TASK DATA.
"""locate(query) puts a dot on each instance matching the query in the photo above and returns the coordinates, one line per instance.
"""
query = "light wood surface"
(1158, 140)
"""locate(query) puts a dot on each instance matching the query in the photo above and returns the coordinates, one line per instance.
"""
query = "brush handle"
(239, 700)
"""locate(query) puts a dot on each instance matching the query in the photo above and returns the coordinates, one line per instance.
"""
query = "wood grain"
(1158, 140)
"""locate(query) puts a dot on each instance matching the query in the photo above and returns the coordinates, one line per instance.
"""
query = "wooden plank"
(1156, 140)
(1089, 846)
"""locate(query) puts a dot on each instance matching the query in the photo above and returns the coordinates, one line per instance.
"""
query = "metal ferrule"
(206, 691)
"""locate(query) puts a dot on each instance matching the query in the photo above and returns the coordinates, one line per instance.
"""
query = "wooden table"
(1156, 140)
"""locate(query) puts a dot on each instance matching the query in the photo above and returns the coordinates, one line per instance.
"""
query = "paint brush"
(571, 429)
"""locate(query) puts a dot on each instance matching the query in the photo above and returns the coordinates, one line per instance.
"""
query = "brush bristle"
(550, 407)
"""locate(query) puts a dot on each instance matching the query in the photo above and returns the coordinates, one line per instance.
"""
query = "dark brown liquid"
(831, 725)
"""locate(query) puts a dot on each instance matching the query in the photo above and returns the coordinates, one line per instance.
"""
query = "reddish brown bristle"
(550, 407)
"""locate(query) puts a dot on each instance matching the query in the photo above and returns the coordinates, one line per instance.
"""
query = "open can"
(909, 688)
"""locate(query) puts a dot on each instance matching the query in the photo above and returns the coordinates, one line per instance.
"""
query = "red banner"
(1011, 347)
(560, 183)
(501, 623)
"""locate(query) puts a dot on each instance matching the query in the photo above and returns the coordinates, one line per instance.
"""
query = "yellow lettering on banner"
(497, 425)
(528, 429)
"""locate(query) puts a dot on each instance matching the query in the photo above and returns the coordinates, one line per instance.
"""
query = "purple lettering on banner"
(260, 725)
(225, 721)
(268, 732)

---

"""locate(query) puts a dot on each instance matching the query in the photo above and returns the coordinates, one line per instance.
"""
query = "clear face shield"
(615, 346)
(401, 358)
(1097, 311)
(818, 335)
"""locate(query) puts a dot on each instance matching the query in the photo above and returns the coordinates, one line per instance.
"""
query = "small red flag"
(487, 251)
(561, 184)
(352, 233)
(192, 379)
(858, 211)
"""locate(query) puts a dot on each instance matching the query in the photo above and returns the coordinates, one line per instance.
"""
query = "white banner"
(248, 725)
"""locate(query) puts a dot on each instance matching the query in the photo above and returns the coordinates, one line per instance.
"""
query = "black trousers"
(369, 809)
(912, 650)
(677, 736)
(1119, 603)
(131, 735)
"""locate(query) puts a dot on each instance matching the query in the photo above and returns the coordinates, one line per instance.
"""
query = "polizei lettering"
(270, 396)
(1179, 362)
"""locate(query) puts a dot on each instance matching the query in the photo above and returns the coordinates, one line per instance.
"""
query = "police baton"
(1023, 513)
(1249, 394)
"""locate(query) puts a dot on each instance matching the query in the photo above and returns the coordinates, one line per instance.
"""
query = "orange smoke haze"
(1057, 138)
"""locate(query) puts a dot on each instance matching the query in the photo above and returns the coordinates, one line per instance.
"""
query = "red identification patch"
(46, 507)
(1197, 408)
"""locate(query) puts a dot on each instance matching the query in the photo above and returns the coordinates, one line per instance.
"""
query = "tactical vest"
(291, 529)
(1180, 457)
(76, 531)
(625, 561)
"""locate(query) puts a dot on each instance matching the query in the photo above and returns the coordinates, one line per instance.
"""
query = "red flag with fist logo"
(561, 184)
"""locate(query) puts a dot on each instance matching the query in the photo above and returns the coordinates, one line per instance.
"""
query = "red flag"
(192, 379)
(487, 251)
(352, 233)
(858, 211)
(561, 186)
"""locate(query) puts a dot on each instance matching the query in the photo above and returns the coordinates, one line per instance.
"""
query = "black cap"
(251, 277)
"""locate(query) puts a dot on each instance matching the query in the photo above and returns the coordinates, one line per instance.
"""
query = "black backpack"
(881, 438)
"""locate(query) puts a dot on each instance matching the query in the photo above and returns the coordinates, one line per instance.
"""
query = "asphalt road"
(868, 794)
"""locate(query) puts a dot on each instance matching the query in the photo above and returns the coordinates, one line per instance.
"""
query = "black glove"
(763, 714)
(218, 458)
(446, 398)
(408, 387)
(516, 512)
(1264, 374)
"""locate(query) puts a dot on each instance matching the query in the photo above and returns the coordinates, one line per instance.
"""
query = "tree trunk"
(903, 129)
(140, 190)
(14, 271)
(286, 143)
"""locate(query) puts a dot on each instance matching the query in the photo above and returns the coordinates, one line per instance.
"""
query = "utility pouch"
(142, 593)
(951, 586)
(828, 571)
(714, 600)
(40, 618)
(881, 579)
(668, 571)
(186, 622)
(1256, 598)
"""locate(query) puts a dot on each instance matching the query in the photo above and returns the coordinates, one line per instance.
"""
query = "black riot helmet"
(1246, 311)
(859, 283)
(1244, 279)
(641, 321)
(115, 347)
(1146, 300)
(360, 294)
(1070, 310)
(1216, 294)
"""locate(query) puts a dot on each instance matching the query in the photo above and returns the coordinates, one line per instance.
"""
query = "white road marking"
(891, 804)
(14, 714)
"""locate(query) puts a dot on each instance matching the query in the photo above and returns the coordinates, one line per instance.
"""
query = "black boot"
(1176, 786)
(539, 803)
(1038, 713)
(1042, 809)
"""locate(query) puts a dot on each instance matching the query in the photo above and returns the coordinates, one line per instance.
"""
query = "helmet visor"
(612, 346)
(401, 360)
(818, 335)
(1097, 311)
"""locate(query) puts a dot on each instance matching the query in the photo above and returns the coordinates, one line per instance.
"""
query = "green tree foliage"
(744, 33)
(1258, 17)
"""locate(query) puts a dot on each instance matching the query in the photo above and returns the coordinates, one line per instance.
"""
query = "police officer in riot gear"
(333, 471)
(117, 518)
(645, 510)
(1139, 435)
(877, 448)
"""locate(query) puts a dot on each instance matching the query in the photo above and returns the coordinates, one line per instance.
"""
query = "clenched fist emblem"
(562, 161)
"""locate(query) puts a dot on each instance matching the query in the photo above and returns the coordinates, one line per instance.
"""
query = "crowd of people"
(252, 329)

* * *

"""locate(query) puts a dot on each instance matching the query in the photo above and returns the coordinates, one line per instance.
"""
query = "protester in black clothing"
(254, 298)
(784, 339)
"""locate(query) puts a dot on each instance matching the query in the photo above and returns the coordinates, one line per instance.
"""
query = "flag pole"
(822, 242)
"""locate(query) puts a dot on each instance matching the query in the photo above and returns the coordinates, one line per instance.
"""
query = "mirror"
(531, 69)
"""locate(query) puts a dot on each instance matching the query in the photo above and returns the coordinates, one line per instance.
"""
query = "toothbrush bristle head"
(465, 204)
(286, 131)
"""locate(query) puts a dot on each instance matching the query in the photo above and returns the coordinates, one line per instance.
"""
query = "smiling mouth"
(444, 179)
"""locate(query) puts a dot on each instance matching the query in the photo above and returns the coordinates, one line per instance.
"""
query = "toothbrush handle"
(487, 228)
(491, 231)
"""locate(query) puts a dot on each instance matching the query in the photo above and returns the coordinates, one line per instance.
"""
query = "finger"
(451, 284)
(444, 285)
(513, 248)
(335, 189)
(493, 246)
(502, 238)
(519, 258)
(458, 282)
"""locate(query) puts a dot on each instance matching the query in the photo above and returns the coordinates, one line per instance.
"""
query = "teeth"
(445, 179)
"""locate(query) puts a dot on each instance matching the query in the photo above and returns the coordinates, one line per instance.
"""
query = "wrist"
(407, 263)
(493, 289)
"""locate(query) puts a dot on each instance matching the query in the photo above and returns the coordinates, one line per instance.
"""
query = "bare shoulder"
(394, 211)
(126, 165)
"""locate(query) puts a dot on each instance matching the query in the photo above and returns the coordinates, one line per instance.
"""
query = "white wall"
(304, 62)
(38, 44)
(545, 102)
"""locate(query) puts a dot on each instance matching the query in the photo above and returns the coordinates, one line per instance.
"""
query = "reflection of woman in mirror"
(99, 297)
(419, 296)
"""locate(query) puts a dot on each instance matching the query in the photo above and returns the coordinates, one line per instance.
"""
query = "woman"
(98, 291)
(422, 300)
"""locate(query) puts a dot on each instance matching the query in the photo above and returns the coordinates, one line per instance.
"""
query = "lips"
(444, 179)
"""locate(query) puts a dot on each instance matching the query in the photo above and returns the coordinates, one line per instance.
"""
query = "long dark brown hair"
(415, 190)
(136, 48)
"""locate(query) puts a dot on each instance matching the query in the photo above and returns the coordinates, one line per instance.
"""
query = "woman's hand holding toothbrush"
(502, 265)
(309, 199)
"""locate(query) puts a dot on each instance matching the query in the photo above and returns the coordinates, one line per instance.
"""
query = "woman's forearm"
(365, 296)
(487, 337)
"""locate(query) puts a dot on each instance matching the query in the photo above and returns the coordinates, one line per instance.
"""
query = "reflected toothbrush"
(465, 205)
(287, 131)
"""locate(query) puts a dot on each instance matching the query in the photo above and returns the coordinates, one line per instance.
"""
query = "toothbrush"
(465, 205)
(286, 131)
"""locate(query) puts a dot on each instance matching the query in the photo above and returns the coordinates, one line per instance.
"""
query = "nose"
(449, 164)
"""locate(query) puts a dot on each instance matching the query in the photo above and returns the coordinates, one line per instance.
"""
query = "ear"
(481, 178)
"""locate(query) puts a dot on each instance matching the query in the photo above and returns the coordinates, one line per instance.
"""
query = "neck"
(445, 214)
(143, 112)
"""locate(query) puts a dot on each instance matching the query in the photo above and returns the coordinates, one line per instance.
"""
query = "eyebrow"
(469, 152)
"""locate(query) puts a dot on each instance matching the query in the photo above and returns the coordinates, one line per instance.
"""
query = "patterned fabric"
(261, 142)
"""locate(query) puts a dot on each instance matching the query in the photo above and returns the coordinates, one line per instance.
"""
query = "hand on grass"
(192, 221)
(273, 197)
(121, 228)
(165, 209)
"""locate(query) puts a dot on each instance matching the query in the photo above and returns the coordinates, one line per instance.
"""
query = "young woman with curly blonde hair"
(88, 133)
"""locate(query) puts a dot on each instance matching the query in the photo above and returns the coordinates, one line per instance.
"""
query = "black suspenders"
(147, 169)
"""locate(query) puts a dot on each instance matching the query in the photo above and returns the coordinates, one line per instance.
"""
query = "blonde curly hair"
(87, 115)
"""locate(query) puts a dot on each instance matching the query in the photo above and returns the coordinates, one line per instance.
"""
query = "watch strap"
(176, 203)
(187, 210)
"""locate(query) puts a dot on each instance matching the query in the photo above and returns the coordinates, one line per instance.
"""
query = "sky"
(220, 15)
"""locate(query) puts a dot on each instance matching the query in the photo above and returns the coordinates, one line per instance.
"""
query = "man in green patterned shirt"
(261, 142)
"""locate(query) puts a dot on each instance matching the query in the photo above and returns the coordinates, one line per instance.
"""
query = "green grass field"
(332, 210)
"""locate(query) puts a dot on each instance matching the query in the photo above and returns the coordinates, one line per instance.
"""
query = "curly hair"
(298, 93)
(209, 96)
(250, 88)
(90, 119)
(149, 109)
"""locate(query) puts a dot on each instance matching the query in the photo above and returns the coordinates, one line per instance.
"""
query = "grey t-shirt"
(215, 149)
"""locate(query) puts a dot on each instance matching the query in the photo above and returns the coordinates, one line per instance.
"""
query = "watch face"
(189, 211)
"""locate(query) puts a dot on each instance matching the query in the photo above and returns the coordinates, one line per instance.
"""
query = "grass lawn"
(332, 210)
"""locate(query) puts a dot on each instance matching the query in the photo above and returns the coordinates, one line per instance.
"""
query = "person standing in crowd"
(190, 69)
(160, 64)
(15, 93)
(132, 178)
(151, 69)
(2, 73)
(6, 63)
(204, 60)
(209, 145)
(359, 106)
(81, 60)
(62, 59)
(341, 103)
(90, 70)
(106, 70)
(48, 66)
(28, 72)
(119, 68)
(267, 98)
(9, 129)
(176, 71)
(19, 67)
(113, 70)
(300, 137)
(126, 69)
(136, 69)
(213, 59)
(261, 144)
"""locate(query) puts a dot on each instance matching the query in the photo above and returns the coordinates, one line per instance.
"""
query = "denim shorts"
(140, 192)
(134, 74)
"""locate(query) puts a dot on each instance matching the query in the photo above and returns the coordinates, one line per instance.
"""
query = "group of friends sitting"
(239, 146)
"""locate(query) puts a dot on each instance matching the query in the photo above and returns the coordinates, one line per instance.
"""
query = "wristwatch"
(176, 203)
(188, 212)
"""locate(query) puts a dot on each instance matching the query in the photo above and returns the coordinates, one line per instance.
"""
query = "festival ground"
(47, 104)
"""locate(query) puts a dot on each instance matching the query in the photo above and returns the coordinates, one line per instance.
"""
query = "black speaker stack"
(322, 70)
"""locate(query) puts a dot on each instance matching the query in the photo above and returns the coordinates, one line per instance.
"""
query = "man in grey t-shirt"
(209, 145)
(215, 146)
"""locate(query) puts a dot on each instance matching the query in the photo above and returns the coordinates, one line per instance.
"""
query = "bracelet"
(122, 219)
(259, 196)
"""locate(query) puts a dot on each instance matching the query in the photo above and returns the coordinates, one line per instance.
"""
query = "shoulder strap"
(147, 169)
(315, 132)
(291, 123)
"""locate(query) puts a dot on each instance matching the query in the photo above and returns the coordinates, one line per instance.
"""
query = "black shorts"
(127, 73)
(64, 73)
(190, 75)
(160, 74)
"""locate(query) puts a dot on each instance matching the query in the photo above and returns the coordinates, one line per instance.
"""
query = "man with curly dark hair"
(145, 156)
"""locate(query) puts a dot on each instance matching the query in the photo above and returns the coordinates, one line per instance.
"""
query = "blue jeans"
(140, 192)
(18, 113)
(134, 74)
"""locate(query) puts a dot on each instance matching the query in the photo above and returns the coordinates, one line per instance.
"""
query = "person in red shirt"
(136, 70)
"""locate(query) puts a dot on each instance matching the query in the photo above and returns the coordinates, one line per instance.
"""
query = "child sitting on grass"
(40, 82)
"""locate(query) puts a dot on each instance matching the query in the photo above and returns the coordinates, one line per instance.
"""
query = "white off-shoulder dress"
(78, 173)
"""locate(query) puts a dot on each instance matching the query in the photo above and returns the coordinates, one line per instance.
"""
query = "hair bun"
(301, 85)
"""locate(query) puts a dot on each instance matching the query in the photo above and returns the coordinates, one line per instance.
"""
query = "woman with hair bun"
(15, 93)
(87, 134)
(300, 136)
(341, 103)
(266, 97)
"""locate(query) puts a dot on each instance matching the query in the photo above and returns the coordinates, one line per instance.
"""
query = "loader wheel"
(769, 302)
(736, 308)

WHAT YOU HAVE TO DO.
Which lines of the listing above contain the word "white"? Gather each one, copied whole, and match case exactly.

RESULT OF THIS EXERCISE.
query = "white banner"
query = "white road marking"
query = "white wall"
query = "white off-shoulder dress"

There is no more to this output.